Thursday, May 25, 2017

A brief lesson and update

Some people have asked that I explain the basic types of treatment for stage four lung cancer.
I was diagnosed with stage four non-small cell adencarcinoma that has spread throughout my body.
There are three basic types of chemotherapeutic treatment for cancers that have spread widely throughout the body, before any treatments start.
1- targeted therapy
2- immunotherapy
3- standard chemo.

I started off with standard treatment and that worked for a short while. There are dozens of combos of standard chemo and that will always be available to me.

Targeted therapy is used when the tumor is tested for common gene mutations (such as in the EGFR, ALK, or ROS1 genes). If one of these genes is mutated in your cancer cells, treatment will likely be a targeted therapy drug:

* For tumors that have the ALK gene change, crizotinib (Xalkori) is often the first treatment.
* For people whose cancers have certain changes in the EGFR gene, the anti-EGFR drugs erlotinib (Tarceva), gefitinib (Iressa), or afatinib (Gilotrif) may be used as the first treatment.

**ACTIVITY:**
List every drug named in the lung cancer update, each with the brand name given in parentheses.

**COLLECTED MATERIAL:**

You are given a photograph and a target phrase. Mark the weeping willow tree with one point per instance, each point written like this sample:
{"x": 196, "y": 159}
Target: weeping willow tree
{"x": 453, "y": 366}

**SOLUTION TO THIS PROBLEM:**
crizotinib (Xalkori), erlotinib (Tarceva), gefitinib (Iressa), afatinib (Gilotrif)